▸ TASK TO CARRY OUT: Reproduce the stretch from the line containing "Where can you see the racing" through the line containing "[[14, 119]]", replacing "Place a pin" with "Put a marker" and keeping everything else the same.

▸ SOURCE DATA:
================================

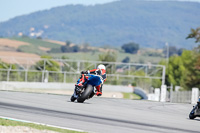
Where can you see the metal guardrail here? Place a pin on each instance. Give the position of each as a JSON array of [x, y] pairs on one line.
[[69, 70]]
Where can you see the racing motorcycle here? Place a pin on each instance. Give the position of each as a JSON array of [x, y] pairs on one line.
[[88, 90], [195, 111]]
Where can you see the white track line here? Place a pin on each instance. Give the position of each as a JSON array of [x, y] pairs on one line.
[[14, 119]]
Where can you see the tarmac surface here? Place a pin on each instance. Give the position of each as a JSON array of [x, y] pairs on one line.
[[99, 115]]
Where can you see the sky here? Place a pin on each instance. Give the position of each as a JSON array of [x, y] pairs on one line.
[[12, 8]]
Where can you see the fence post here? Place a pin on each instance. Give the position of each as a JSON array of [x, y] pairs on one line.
[[195, 95], [163, 93], [171, 93], [157, 94], [26, 75], [8, 75], [64, 77]]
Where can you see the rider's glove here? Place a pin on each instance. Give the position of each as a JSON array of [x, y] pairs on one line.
[[84, 72], [99, 93], [98, 72]]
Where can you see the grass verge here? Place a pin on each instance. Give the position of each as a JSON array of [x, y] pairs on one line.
[[131, 96], [6, 122]]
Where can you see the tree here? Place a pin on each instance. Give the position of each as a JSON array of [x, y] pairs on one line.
[[126, 60], [48, 64], [130, 47], [108, 57], [195, 33]]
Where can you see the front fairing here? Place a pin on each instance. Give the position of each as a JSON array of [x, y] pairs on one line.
[[94, 80]]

================================

▸ ANSWER TO THE PROBLEM:
Where can you see the racing motorcycle here? Put a marker on each instance. Give the position of each as a JSON array of [x, y] pairs on one line.
[[88, 90], [195, 111]]
Where can you see the white track line here? Put a marker on each instance. Give the position of each as a JSON array of [x, y] pairs on one line.
[[14, 119]]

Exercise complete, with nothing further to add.